Extracted material >>
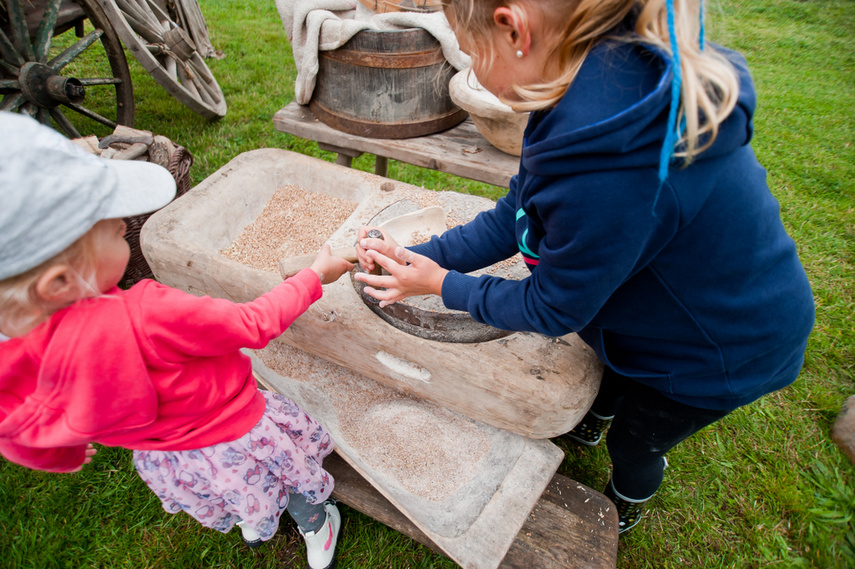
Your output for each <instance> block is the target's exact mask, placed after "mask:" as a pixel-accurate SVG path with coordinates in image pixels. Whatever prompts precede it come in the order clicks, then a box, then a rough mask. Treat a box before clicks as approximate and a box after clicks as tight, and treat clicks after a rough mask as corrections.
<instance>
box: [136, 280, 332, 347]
mask: <svg viewBox="0 0 855 569" xmlns="http://www.w3.org/2000/svg"><path fill="white" fill-rule="evenodd" d="M137 286H140V285H137ZM142 286H143V287H144V289H143V291H142V293H141V294H140V296H139V298H138V299H136V300H135V302H133V303H132V304H129V306H131V308H130V309H131V310H136V311H137V312H138V315H137V318H135V320H136V321H138V322H142V323H144V325H143V329H142V330H141V331H140V332H141V334H144V336H145V338H143V339H142V340H143V341H148V342H150V343H151V344H152V347H153V348H154V349H155V350H156V351H157V353H159V354H161V356H162V357H164V358H165V359H168V360H172V361H180V360H182V359H184V358H194V357H212V356H218V355H222V354H226V353H229V352H233V351H236V350H239V349H241V348H250V349H261V348H263V347H264V346H266V345H267V343H268V342H270V340H272V339H273V338H276V337H277V336H279V335H281V334H282V332H284V331H285V330H286V329H287V328H288V326H290V325H291V323H293V322H294V320H296V319H297V318H298V317H299V316H300V315H301V314H303V313H304V312H305V311H306V310H307V309H308V308H309V306H311V304H312V303H313V302H315V301H316V300H318V299H319V298H320V297H321V295H322V294H323V290H322V288H321V283H320V279H319V278H318V276H317V274H316V273H315V272H314V271H312V270H311V269H304V270H302V271H300V272H299V273H298V274H297V275H295V276H293V277H291V278H289V279H287V280H285V281H284V282H282V283H280V284H279V285H277V286H276V287H274V288H273V290H271V291H270V292H268V293H266V294H263V295H262V296H260V297H258V298H257V299H255V300H253V301H250V302H246V303H235V302H232V301H230V300H225V299H221V298H211V297H209V296H203V297H197V296H194V295H192V294H188V293H185V292H183V291H180V290H177V289H174V288H172V287H168V286H165V285H162V284H160V283H157V282H154V281H147V282H145V283H144V284H143V285H142ZM131 290H133V289H131Z"/></svg>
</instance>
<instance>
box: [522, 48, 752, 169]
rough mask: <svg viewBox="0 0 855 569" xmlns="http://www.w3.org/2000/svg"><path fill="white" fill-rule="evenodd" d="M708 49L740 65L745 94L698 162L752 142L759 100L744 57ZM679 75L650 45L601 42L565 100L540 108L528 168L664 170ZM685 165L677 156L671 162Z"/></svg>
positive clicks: (531, 124) (667, 58)
mask: <svg viewBox="0 0 855 569" xmlns="http://www.w3.org/2000/svg"><path fill="white" fill-rule="evenodd" d="M708 49H715V50H716V51H717V52H719V53H721V54H722V55H724V56H725V57H726V58H727V60H728V61H730V63H731V64H732V65H733V66H734V68H735V69H736V71H737V75H738V78H739V95H738V100H737V105H736V107H735V108H734V110H733V111H732V112H731V114H730V116H728V118H727V119H726V120H725V121H724V122H723V123H722V124H721V125H720V126H719V132H718V135H717V136H716V139H715V142H714V143H713V145H712V146H711V147H710V148H708V149H707V150H705V151H704V152H703V153H701V154H700V155H699V156H697V157H696V158H695V160H696V161H697V160H706V159H709V158H713V157H717V156H721V155H723V154H726V153H728V152H731V151H733V150H734V149H736V148H738V147H740V146H744V145H746V144H748V143H749V141H750V140H751V135H752V130H753V127H752V123H751V119H752V116H753V113H754V108H755V104H756V97H755V92H754V85H753V83H752V81H751V77H750V75H749V73H748V69H747V65H746V63H745V59H744V58H743V57H742V56H741V55H740V54H738V53H736V52H733V51H730V50H727V49H725V48H722V47H719V46H713V45H710V46H709V47H708ZM672 75H673V72H672V66H671V60H670V58H669V57H668V55H667V54H665V53H663V52H662V51H660V50H658V49H656V48H653V47H651V46H646V45H643V44H639V43H626V42H616V41H609V42H604V43H601V44H599V45H597V46H595V47H594V48H593V49H592V50H591V52H590V53H589V54H588V56H587V57H586V59H585V62H584V63H583V64H582V67H581V69H580V70H579V73H578V75H577V76H576V78H575V79H574V81H573V83H572V84H571V85H570V87H569V88H568V89H567V92H566V93H565V95H564V97H563V98H562V99H561V101H560V102H559V103H558V105H556V107H555V108H554V109H552V110H549V111H541V112H539V113H533V115H532V118H531V119H530V121H529V124H528V126H527V128H526V132H525V144H524V148H523V152H522V164H523V166H524V167H525V168H526V170H528V171H529V172H531V173H532V174H536V175H542V176H554V175H567V174H578V173H584V172H590V171H601V170H604V169H606V170H616V169H624V168H639V167H646V166H650V167H652V168H658V166H659V158H660V152H661V149H662V141H663V140H664V139H665V129H666V125H667V121H668V111H669V108H670V103H671V79H672ZM529 141H539V142H533V143H531V144H529ZM681 162H682V159H680V158H676V159H672V161H671V164H672V167H673V166H675V165H679V164H680V163H681Z"/></svg>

Exercise prompt >> Output the lines above exactly, but only those between the line holding "</instance>" and the line holding "rough mask: <svg", inclusive.

Completed exercise >>
</instance>
<instance>
box: [522, 48, 752, 169]
rough mask: <svg viewBox="0 0 855 569" xmlns="http://www.w3.org/2000/svg"><path fill="white" fill-rule="evenodd" d="M708 49L740 65L745 94L698 162L752 142L759 100L744 57ZM679 75L650 45L601 42L565 100L540 108L528 168L664 170ZM685 165L677 156L671 162Z"/></svg>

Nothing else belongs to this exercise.